Copy out everything in the rows below from the line containing "Kindly give the mask of every instance of the **submerged" down to the line containing "M178 172L180 167L170", including both of those lines.

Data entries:
....

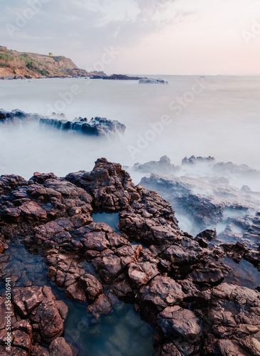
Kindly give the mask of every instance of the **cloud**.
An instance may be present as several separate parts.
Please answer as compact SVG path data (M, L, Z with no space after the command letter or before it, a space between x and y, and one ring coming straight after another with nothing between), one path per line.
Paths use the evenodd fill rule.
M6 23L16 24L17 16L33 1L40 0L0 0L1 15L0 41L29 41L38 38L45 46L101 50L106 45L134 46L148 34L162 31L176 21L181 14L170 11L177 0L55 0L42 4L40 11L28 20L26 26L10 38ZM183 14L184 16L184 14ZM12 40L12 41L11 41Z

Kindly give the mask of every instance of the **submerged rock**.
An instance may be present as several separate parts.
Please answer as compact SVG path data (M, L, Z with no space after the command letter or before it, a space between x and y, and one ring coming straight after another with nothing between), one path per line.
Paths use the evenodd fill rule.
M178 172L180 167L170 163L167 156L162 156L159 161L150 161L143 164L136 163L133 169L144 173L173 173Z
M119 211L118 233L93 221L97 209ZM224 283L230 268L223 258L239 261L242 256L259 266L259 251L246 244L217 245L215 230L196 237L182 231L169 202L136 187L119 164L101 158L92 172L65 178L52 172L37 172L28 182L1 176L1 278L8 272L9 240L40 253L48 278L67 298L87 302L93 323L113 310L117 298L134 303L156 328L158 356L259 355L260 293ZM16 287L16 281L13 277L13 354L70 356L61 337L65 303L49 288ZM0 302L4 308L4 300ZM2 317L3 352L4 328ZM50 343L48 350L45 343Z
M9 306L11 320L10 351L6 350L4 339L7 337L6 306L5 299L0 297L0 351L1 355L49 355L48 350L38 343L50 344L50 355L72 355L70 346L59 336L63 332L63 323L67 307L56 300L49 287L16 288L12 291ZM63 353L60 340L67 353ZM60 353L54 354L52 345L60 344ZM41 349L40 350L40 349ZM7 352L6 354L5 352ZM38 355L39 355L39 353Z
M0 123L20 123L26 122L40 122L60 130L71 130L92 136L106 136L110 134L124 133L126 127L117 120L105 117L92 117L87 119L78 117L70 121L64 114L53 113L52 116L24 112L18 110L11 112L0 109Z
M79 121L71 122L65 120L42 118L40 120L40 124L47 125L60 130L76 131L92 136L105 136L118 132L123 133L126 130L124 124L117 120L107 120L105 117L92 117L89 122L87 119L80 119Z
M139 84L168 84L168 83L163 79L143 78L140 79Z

....

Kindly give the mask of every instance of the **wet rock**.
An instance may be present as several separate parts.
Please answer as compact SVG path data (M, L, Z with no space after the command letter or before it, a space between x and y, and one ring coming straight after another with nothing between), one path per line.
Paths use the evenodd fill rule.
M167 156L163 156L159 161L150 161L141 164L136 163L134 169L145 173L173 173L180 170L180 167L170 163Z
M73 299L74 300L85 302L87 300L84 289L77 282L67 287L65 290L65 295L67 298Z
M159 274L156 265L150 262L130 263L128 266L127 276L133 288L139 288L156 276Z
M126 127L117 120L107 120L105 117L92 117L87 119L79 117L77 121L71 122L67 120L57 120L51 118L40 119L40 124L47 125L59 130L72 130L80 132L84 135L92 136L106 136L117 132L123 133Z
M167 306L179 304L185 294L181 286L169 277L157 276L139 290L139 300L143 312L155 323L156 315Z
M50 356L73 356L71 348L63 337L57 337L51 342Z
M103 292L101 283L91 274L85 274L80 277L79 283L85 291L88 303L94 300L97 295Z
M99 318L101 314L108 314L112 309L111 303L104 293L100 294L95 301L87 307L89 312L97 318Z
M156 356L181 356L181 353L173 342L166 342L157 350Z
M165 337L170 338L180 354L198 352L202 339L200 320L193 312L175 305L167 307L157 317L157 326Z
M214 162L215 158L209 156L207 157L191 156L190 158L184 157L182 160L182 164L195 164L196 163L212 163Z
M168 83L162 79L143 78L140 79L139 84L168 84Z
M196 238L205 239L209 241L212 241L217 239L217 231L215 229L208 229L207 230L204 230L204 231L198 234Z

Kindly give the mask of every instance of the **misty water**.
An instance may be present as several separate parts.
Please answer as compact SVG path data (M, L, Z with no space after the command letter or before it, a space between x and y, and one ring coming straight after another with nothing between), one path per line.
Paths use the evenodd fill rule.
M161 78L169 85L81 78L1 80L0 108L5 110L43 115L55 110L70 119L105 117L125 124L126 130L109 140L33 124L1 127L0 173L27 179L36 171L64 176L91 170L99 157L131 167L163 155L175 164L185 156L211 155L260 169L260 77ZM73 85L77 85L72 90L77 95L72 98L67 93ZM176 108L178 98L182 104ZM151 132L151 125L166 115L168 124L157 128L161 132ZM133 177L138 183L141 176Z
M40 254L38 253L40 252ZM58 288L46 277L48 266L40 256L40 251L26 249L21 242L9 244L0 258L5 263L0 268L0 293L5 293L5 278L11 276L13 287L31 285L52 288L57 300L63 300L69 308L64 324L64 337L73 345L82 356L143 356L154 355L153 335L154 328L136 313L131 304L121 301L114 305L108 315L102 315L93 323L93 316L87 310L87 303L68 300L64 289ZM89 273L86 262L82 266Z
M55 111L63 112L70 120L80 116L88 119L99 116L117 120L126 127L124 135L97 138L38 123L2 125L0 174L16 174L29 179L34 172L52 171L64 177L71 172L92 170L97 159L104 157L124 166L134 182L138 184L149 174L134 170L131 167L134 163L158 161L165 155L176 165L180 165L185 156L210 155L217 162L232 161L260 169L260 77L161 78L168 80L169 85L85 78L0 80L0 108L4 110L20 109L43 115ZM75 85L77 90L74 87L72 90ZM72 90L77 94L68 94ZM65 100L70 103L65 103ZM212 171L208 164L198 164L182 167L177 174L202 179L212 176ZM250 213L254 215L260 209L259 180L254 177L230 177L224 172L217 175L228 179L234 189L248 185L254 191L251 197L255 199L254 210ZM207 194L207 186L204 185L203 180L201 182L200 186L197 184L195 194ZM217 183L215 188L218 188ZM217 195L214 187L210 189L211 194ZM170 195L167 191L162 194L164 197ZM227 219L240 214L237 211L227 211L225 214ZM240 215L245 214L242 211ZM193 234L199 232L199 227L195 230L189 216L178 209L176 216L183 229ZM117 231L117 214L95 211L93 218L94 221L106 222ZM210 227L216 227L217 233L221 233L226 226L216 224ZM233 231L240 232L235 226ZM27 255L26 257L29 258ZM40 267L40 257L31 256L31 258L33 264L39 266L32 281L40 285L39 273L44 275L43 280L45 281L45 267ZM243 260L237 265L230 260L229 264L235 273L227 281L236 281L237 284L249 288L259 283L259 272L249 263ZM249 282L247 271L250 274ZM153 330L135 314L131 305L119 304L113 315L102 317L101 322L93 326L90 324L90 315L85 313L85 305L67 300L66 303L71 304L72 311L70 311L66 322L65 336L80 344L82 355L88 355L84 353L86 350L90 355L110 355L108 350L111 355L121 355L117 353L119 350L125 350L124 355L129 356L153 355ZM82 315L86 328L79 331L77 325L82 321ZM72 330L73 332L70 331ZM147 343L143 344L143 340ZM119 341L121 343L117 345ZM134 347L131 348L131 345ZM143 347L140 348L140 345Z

....

Answer in full —
Kindly give the mask of every instance of the **submerged rock**.
An instance may be present as several separate parts.
Please answer as compact SVG path data (M, L, Z with no space after the command letter or before it, a space between x and y, and one ring coming straight after another with nothing between), one path per line.
Paths use the evenodd fill rule.
M178 172L180 167L170 163L167 156L162 156L159 161L150 161L143 164L136 163L133 169L144 173L173 173Z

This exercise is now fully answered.